## begin Records supplied

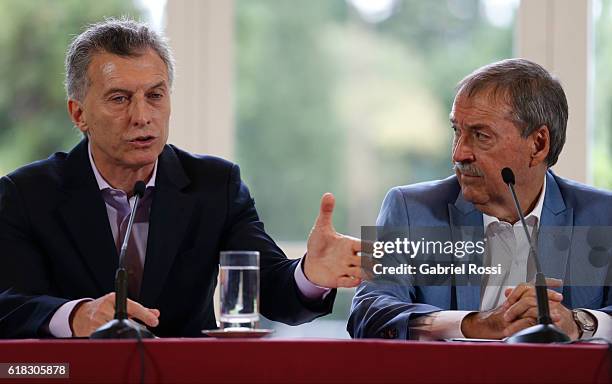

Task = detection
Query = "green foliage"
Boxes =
[591,0,612,189]
[236,0,512,241]
[0,0,140,175]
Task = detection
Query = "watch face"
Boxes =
[576,311,595,331]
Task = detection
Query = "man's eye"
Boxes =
[474,132,489,140]
[111,96,127,104]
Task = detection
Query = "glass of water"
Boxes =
[219,251,259,329]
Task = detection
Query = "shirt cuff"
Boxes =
[293,257,331,300]
[49,299,93,337]
[409,311,474,340]
[580,308,612,341]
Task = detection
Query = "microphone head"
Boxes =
[134,180,147,198]
[502,167,514,185]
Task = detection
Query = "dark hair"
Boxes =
[457,59,568,167]
[65,18,174,101]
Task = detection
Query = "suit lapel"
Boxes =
[538,172,574,279]
[448,192,484,310]
[58,140,118,294]
[140,146,195,307]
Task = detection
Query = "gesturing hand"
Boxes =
[70,292,159,337]
[304,193,363,288]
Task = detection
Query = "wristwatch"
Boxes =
[572,309,597,339]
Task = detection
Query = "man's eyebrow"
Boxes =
[148,80,166,90]
[466,123,489,130]
[104,88,132,96]
[104,80,166,96]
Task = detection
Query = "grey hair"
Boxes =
[65,18,174,101]
[457,59,568,167]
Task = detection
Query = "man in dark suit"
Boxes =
[0,20,360,337]
[348,59,612,340]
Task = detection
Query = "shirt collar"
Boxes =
[482,176,546,229]
[87,143,159,191]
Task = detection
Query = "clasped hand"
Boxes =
[461,279,579,340]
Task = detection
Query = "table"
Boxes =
[0,339,612,383]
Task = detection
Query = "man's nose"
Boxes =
[453,136,474,163]
[130,95,151,127]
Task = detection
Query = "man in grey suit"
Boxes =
[347,59,612,340]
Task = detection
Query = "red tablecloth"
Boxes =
[0,339,612,383]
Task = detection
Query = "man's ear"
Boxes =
[68,99,88,134]
[529,125,550,167]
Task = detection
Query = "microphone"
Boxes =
[501,168,570,343]
[90,180,155,339]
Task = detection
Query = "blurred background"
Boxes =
[0,0,612,338]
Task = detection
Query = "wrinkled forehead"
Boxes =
[450,86,513,121]
[87,49,168,84]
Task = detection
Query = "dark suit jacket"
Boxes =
[347,172,612,339]
[0,140,335,338]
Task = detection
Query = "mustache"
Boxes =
[453,162,484,177]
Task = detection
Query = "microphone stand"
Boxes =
[502,168,570,344]
[90,181,155,340]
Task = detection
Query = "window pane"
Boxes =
[236,0,518,337]
[591,0,612,189]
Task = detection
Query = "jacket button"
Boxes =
[378,328,397,339]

## end Records supplied

Exercise: Change "gesturing hand" to "raised hand" in the records from the start through the line containing "[461,279,579,340]", and write those lines out again with everything else unchanged. Leave the pictures out of your answer.

Full answer:
Task = detection
Query = "green foliage"
Boxes =
[591,0,612,189]
[236,0,512,241]
[0,0,140,175]
Task = detection
Query = "watch face"
Boxes =
[576,311,595,331]
Task = detection
Query = "man's eye"
Boxes =
[474,132,489,140]
[111,96,127,104]
Task = detection
Query = "glass of water"
Boxes =
[219,251,259,329]
Task = detection
Query = "shirt cuff"
Boxes =
[293,257,331,300]
[49,299,93,337]
[409,311,474,340]
[580,308,612,341]
Task = detection
Query = "microphone head"
Boxes =
[134,180,147,198]
[502,167,514,185]
Task = detection
Query = "dark hair"
Boxes =
[457,59,568,167]
[65,18,174,101]
Task = detection
Query = "suit lapel"
Boxes =
[538,172,574,279]
[448,192,484,310]
[58,140,118,294]
[140,146,195,307]
Task = detection
Query = "raised hand"
Boxes =
[70,292,159,337]
[304,193,363,288]
Task = detection
Query = "wristwatch"
Boxes =
[572,309,597,339]
Task = detection
Query = "man's eyebrow"
Boxes =
[148,80,166,90]
[466,123,489,130]
[104,88,132,96]
[104,80,166,96]
Task = detection
Query = "grey hair"
Boxes =
[65,18,174,101]
[457,59,568,167]
Task = detection
Query = "man in dark suit"
Boxes =
[0,20,360,337]
[348,59,612,340]
Task = detection
Query = "shirt collar"
Boxes =
[482,176,546,229]
[87,143,159,191]
Task = detection
Query = "clasped hand"
Boxes =
[461,279,579,340]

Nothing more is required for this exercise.